START PAGE
Running a YoloV8 model on a Magic Leap 2 to recognize objects in 3D space

7 minute read

After I successfully got to run YoloV8 models on HoloLens 2 to recognize the model aircraft I made as a teenager and locate them in space - using the Unity Barracuda inference engine to process the model - I thought it would be fun to try this on the Magic Leap 2 as well. The short version of this experiment is - it worked, as this 4x sped up video shows:

However, this was … quite a venture.

Camera access

When I wrote about using the Spatial Map on Magic Leap 2, I was surprised to learn Magic Leap hadn’t implemented ARMeshManager. However, using a simple behaviour filled that void. That was nothing compared to what I ran into when I wanted to do something I assumed to be easy: capturing the camera image. After all, I needed it to feed the model. On HoloLens 2, all you need to do to get a webcam camera view is this:

var webCamTexture = new WebCamTexture(requestCameraSize.x, requestCameraSize.y, 
                                      cameraFPS);
webCamTexture.Play();

When I tried this on Magic Leap 2, nothing happened. I could actually retrieve cameras and camera sizes using the WebCamTexture API, but I did not get any image. After conferring with a Magic Leap engineer, I got more or less the same message as with the Spatial Map: this part of the Unity stuff is not implemented (yet), so I also had to use Magic Leap specific code here as well. He was kind enough to point me to the “Simple Camera Example” in the Magic Leap 2 developer docs. The name is a bit misleading because there are actually two samples there. I used the simplest one of the two. That ‘Simple Camera Example’ is 300 lines long.

I repeat: that ‘Simple Camera Example’ is 300 lines long.

It would also require me to completely rewrite the logic of the app. This, of course, would not do.

Image acquiring service

I am not a software architect just for the showy name, so I put on my ‘architect hat’ and called the Reality Collective Service Framework to the rescue. If there are two or more very different APIs aiming to basically achieve the same goal, I try to define a service handling those differences. Instead of relying on either WebCamTexture or the Magic Leap camera API, I made myself an Image Acquiring Service, implementing one interface, with two implementations: one for HoloLens, and one for Magic Leap 2.

The interface is hilariously simple:

public interface IImageAcquiringService : IService
{
    void Initialize(Vector2Int requestedImageSize);
    Vector2Int ActualCameraSize { get; }
    Task<Texture2D> GetImage();
}

The main YoloObjectLabeler behaviour first held all the settings and did the image processing: now the settings have all moved to service profiles and it just gets a reference to an IImageAcquiringService, sends it the Yolo model image size, loads the actual provided camera size, and then repeatedly calls GetImage() to get the latest image.
END PAGE
START DATASET CONTENT
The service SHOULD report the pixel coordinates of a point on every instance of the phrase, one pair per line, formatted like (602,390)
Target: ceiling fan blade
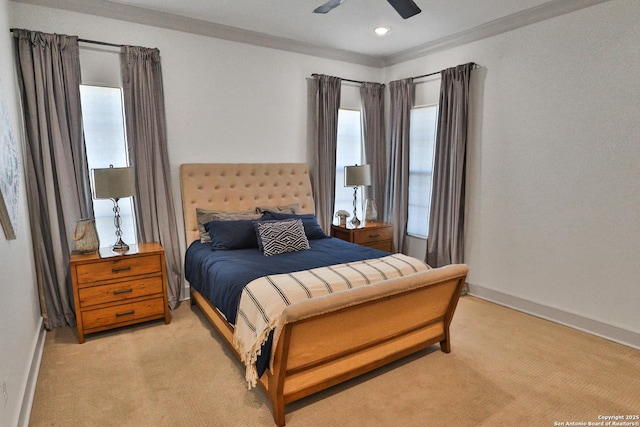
(406,8)
(331,4)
END DATASET CONTENT
**EXERCISE SET:**
1 - In the Magic Leap 2 article, what did the author name the service that has one implementation for HoloLens and one for Magic Leap 2?
2 - Reproduce the part of the Magic Leap 2 article starting with "When I tried" and going on through "two. That ‘Simple Camera Example’ is 300 lines long.".
3 - Carry on the Magic Leap 2 article from its last sentence.
The data above plays no part in this.

**ANSWERS FOR THIS EXERCISE:**
1 - The Image Acquiring Service.

2 -
When I tried this on Magic Leap 2, nothing happened. I could actually retrieve cameras and camera sizes using the WebCamTexture API, but I did not get any image. After conferring with a Magic Leap engineer, I got more or less the same message as with the Spatial Map: this part of the Unity stuff is not implemented (yet), so I also had to use Magic Leap specific code here as well. He was kind enough to point me to the “Simple Camera Example” in the Magic Leap 2 developer docs. The name is a bit misleading because there are actually two samples there. I used the simplest one of the two. That ‘Simple Camera Example’ is 300 lines long.

3 -
Profile

To be able to give every implementation its own settings, I have defined a profile with the following settings:

public class ImageAcquiringServiceProfile : BaseServiceProfile<IServiceModule>
{
    [SerializeField]
    private int cameraFPS = 4;

    [SerializeField]
    private Vector2Int requestedCameraSize = new(896, 504);

    public int CameraFPS => cameraFPS;
    
    public Vector2Int RequestedCameraSize => requestedCameraSize;
}

The FPS is only functional on the HoloLens 2 (or any other platform that implements WebCamTexture). The default value shown here is for HoloLens 2 - Magic Leap 2 actually provides lots more different camera sizes, and I have set it to 640x480, as this is closest to the 320x256 the Yolo V8 model in the app uses.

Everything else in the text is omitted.